Exercise aim | Answer with a number only, giving how many lines in the data below include "yellow".

Data for processing: Begin

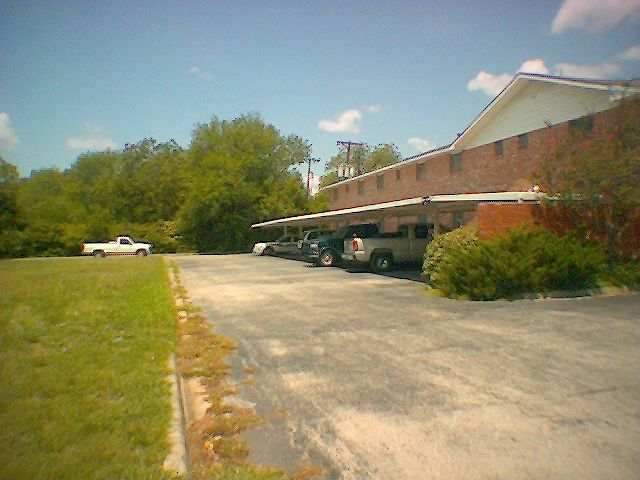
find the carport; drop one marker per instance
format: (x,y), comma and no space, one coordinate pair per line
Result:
(423,210)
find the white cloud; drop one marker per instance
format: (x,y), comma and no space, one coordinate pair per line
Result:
(489,83)
(314,183)
(593,15)
(631,53)
(421,144)
(348,122)
(94,139)
(492,84)
(8,138)
(198,73)
(601,70)
(535,65)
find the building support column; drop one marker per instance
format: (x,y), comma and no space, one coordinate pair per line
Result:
(436,221)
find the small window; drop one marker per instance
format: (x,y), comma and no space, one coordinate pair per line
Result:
(422,231)
(456,162)
(523,141)
(581,125)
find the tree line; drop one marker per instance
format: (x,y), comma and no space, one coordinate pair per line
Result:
(201,198)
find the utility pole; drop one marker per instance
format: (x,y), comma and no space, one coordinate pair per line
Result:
(309,174)
(347,144)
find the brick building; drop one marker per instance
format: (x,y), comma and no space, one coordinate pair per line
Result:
(497,154)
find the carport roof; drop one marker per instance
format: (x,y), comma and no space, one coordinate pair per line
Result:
(406,207)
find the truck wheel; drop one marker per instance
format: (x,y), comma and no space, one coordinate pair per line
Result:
(382,262)
(327,258)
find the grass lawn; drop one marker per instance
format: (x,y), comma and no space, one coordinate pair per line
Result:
(84,345)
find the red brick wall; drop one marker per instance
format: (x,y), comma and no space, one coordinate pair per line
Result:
(496,218)
(482,171)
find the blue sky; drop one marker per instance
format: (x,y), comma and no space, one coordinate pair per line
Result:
(78,76)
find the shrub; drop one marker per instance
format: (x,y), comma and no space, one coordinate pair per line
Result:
(521,261)
(623,274)
(462,239)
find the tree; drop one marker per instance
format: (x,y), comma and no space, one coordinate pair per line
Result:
(594,177)
(242,172)
(8,190)
(364,158)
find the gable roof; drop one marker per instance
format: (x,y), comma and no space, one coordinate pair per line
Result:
(518,81)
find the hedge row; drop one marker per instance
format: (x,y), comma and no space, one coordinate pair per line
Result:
(521,261)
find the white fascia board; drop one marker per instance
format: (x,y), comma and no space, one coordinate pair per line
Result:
(399,164)
(409,202)
(485,197)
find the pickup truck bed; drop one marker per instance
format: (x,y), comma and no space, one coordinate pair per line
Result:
(382,251)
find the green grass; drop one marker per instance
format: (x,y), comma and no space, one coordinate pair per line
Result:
(84,345)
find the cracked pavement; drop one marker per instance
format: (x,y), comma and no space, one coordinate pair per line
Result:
(371,378)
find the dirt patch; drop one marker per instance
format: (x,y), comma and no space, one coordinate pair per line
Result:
(215,416)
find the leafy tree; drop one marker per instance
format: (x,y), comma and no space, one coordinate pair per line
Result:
(594,177)
(8,190)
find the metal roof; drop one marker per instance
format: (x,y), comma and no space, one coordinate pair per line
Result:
(517,78)
(406,207)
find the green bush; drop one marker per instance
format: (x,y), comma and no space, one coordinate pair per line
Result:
(623,274)
(521,261)
(461,239)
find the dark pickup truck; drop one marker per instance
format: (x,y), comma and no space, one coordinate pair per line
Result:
(327,250)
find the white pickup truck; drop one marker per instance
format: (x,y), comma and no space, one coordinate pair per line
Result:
(381,251)
(119,246)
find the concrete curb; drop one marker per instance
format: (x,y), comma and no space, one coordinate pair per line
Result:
(177,460)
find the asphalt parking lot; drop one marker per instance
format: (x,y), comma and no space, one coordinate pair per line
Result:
(372,378)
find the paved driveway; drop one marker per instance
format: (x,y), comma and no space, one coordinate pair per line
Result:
(374,379)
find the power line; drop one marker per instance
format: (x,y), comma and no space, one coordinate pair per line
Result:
(348,144)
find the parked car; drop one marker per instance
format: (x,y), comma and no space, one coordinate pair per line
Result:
(327,251)
(285,245)
(119,246)
(380,252)
(312,235)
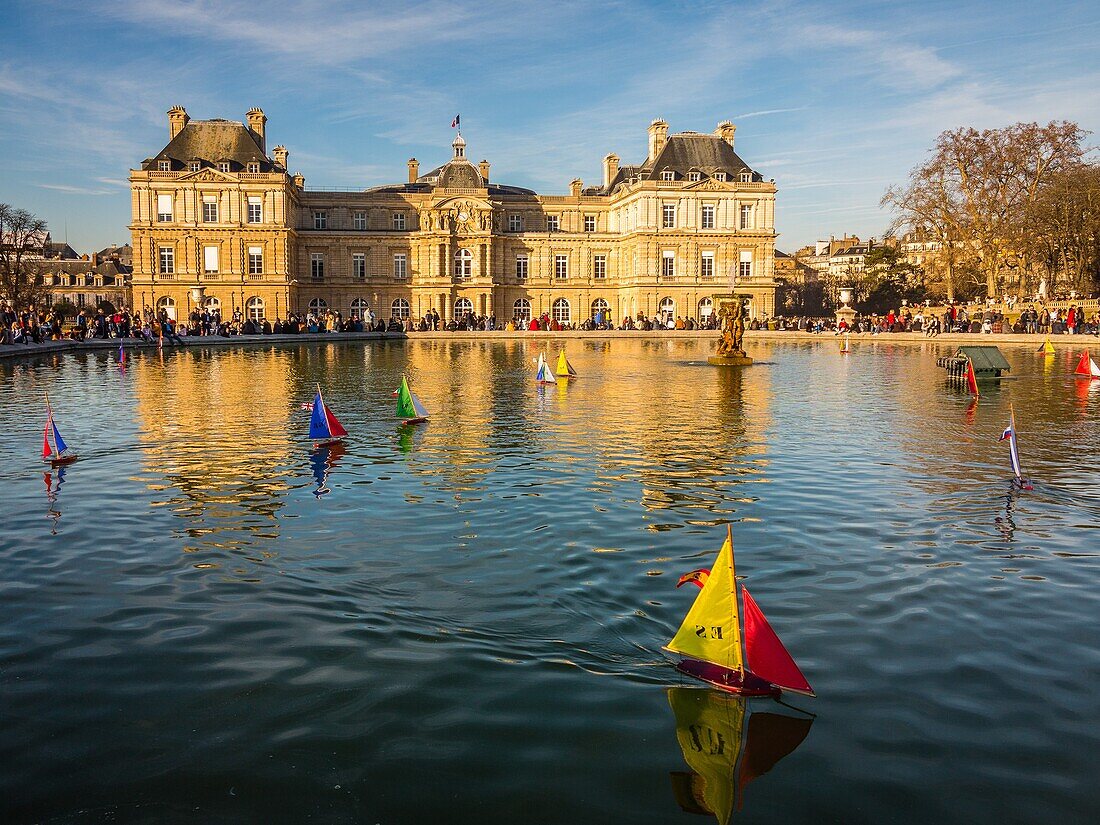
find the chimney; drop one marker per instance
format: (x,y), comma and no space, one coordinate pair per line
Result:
(658,136)
(256,121)
(611,168)
(725,131)
(177,119)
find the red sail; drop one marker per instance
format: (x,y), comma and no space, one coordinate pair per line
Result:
(1082,365)
(767,657)
(45,439)
(336,429)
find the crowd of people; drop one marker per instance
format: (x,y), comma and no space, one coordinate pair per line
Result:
(36,325)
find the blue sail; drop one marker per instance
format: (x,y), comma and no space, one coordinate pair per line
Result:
(58,441)
(318,422)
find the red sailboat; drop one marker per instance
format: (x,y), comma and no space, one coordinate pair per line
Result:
(710,638)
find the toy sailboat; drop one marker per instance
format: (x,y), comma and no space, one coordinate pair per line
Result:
(564,370)
(542,373)
(323,426)
(1087,366)
(723,751)
(409,408)
(1010,436)
(710,638)
(59,453)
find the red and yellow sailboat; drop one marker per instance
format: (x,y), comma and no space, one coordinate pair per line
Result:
(710,638)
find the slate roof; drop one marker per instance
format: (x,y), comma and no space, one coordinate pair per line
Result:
(212,142)
(683,153)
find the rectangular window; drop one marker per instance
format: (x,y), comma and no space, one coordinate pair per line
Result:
(706,265)
(668,264)
(561,266)
(745,271)
(600,267)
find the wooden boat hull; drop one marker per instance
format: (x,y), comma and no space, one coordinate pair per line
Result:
(730,681)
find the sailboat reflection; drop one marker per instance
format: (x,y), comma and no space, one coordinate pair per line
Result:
(52,491)
(322,460)
(724,754)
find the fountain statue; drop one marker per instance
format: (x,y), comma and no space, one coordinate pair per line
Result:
(730,352)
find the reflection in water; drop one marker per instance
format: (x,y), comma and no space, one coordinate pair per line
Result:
(723,757)
(322,460)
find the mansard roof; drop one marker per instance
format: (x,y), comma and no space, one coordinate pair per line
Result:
(213,141)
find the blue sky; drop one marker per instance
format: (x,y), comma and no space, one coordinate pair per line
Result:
(834,100)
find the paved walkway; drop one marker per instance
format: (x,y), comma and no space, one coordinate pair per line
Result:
(1073,342)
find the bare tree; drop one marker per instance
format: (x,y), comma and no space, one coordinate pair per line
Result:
(976,191)
(22,237)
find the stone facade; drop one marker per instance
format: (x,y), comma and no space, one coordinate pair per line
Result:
(216,218)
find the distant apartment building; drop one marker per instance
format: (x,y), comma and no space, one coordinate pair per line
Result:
(219,219)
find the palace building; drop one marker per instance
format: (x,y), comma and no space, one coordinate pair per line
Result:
(219,220)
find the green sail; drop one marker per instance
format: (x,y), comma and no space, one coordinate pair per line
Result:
(405,408)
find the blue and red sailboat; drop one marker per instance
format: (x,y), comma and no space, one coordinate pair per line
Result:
(323,426)
(58,452)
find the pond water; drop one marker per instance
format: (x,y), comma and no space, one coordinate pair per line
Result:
(204,619)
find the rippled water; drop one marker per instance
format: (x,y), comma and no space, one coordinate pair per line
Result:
(465,625)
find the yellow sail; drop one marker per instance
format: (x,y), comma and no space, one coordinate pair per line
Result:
(708,728)
(712,628)
(564,370)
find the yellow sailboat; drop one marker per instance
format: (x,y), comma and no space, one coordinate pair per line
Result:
(710,638)
(564,370)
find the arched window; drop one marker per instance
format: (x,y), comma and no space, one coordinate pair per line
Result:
(463,264)
(254,308)
(560,311)
(168,305)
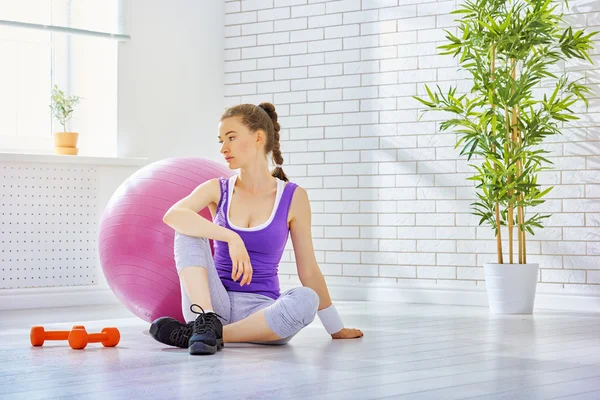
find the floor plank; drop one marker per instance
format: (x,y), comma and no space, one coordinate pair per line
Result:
(409,351)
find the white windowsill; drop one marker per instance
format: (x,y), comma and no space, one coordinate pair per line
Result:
(60,159)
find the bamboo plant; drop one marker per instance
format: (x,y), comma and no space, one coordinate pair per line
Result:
(511,49)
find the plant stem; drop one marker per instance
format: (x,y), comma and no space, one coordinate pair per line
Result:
(498,234)
(510,209)
(515,145)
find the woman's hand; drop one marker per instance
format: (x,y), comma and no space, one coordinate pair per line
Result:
(240,261)
(347,333)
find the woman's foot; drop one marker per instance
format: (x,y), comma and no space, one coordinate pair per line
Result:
(171,332)
(207,335)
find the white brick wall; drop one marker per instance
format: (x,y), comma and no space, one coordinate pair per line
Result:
(388,191)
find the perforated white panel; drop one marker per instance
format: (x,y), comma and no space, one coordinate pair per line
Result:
(47,225)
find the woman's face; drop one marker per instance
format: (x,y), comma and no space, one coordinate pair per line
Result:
(239,146)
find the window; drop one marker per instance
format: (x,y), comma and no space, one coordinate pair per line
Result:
(36,53)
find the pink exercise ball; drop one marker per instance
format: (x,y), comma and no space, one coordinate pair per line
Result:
(136,246)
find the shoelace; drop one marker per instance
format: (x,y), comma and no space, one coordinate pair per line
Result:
(202,325)
(181,336)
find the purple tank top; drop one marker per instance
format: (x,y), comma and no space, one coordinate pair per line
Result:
(265,243)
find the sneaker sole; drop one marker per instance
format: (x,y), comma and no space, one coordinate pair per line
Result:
(203,349)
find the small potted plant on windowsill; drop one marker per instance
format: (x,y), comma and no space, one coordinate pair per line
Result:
(62,109)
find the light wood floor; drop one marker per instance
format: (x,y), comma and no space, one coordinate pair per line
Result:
(409,351)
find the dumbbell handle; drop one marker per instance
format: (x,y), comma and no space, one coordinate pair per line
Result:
(57,335)
(96,337)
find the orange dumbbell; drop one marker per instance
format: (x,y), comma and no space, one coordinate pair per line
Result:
(79,338)
(38,335)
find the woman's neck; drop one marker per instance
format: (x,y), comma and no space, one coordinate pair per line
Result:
(256,180)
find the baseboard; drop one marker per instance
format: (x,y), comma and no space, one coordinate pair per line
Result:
(453,296)
(21,299)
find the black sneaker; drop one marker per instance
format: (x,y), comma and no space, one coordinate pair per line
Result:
(171,332)
(207,336)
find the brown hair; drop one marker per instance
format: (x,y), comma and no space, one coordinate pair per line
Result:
(262,117)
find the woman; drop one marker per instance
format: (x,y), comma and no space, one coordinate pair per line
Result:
(253,214)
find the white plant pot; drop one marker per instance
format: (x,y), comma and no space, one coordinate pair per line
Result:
(511,287)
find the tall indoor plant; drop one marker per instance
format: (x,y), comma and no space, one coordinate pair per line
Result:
(62,107)
(510,48)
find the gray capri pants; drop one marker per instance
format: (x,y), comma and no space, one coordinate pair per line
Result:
(295,309)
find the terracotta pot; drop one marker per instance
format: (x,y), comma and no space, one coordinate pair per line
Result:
(66,139)
(71,151)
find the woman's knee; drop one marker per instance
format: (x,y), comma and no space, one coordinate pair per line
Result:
(307,303)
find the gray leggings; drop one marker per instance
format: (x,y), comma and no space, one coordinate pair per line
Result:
(295,309)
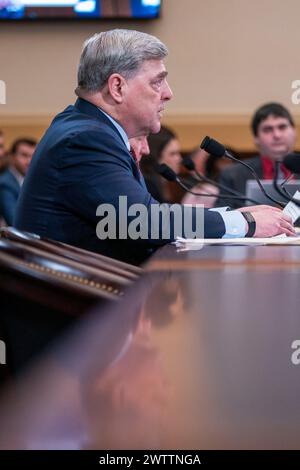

Data for processing: End

Answer below | 3